> [Work order A]: Rewrite the passage on natural immune boosters starting at "When it comes" and ending at "any infection clears.", replacing "antibiotics" with "prescription drugs".
> [Work order B]: In the passage on natural immune boosters, which compound is released when garlic is cut or crushed?
> [Work order C]: Continue the passage on natural immune boosters from the point where it stops.

> [Given text]:
If you want to drink AND also absorb important vitamins at the same time then a smoothie is probably the best drink for those on the go. Smoothies can be made with a wide variety of fresh, frozen or tinned fruit or fresh raw vegetables.

It’s possible to increase the strength of your immune system with some herbal power. Combining natural vitamins with some of nature’s remedies will go a long way toward preventing you from catching colds or flu, and improving your immunity during the winter.

When it comes to the immune system and natural remedies, then Echinacea comes into its own. Known as the ‘immune herb’, Echinacea’s anti-bacterial and anti-viral properties have made it probably the best-selling natural remedy. It is often used as a natural alternative to antibiotics to treat and reduce the severity of common infections such as colds and flu. Available in the form of capsules, concentrated drops, tincture and extracts, Echinacea is most effective when used as a short-term remedy until any infection clears.

Like Echinacea, garlic has a reputation as one of nature’s miracle cures. Garlic has been used for thousands of years as an antibiotic, as it features strong anticoagulant, anti-viral and antibacterial properties. Garlic contains many phytochemical compounds, one of which is allicin (released when a garlic is cut or crushed), which is believed to be responsible for its wide-ranging therapeutic properties. These compounds are thought to produce powerful antioxidant activity, helping to stimulate the immune system and mop up free radicals. One or two cloves of garlic each day, in cooking or smoothies, will help to boost your immunity, and give protection against colds and flu. Alternatively there are many forms of garlic supplements that can be taken every day.

Used in cooking to enhance other flavours and to provide a special one of its own, ginger can also help to improve circulation and digestion, and can be drunk as a herbal remedy to promote perspiration and reduce temperature from cold or flu symptoms.

‘Tis the festive season, and for most of us that means plenty of time to watch Christmas specials on TV, tuck into the tin of chocolates and indulge in mince pies drenched with double cream. And if that’s not all, we have to contend with Christmas parties presenting buffets groaning under mounds of tempting pastry and fried nibbles, and enough alcohol to see us through the next three months! So it’s not really unsurprising that many of us feel sluggish, put on weight and succumb to any ailment that’s going around at this time of year!

> [Records]:
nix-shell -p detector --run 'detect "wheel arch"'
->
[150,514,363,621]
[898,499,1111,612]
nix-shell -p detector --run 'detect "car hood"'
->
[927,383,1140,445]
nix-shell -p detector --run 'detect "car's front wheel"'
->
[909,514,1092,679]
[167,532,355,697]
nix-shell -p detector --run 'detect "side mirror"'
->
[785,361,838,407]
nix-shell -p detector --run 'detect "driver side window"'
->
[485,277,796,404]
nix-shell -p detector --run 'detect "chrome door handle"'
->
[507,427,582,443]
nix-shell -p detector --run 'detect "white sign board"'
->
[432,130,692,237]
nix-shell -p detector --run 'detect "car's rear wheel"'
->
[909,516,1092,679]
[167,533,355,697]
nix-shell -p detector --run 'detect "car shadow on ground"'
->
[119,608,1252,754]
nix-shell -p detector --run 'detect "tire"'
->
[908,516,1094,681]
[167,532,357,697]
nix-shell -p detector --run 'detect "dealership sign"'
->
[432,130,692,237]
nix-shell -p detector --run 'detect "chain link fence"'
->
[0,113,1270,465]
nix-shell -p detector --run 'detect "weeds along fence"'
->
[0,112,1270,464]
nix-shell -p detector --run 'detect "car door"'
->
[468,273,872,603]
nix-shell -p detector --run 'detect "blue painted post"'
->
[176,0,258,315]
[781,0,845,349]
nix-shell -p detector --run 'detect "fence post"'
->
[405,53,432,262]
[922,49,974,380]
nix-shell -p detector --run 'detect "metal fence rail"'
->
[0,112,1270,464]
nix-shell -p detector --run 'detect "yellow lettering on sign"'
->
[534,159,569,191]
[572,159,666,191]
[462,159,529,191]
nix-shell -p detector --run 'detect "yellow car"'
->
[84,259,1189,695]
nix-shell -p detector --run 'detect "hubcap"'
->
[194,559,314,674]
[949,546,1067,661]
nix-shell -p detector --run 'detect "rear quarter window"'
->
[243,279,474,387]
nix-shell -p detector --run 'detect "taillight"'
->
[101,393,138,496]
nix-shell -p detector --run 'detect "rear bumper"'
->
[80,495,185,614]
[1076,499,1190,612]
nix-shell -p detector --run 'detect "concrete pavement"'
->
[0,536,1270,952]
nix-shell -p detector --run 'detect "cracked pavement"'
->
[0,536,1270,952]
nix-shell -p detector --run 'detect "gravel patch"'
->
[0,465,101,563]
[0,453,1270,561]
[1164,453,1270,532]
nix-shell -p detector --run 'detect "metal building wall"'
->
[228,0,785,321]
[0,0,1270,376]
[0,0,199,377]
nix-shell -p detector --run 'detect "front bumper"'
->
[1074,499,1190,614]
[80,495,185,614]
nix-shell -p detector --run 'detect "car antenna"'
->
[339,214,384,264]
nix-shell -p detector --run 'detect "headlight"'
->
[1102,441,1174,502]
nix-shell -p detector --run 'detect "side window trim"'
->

> [Response area A]:
When it comes to the immune system and natural remedies, then Echinacea comes into its own. Known as the ‘immune herb’, Echinacea’s anti-bacterial and anti-viral properties have made it probably the best-selling natural remedy. It is often used as a natural alternative to prescription drugs to treat and reduce the severity of common infections such as colds and flu. Available in the form of capsules, concentrated drops, tincture and extracts, Echinacea is most effective when used as a short-term remedy until any infection clears.

> [Response area B]: Allicin.

> [Response area C]:
Party tricks
During the silly season, try to maintain your usual exercise regime if possible, or wrap up warm and go for a brisk daily walk, especially when that post-Christmas sluggish feeling sets in. If going to a party, always have a light snack a few hours beforehand so you don’t hover and overindulge at the buffet table. Steer clear of fried and pastry-wrapped foods such as battered prawns and wontons, vol-au-vents, sausage rolls and quiche. Opt instead for lean beef, chicken, turkey, ham, smoked salmon, fresh prawns, salads, French bread (without the butter), crudités, breadsticks, salsa, tzatziki or small slices of pizza.


1. Exercise is good for you!
During the cold winter months, it’s very tempting to stay wrapped up indoors. But maintaining or even starting an exercise regime will really benefit your immune system and help to fight winter blues.

2. Vitamin C fights cold & flu symptoms
Vitamin C is not proven to prevent colds and flu, but it can help to lessen the symptoms, shorten the duration and increase immunity.

3. Lower your ‘bad carb’ intake
Try to consume more complex carbohydrates such as porridge and wholegrains for sustained energy.

4. Echinacea boosts immunity
Echinacea limits the duration and severity of infections by stimulating immune system cells that are key weapons against infection.

5. Chicken Soup – ‘penicillin in a bowl’!
No, it’s not a myth or just a soothing comfort food. Eating homemade chicken soup has been proven to help relieve colds and flu.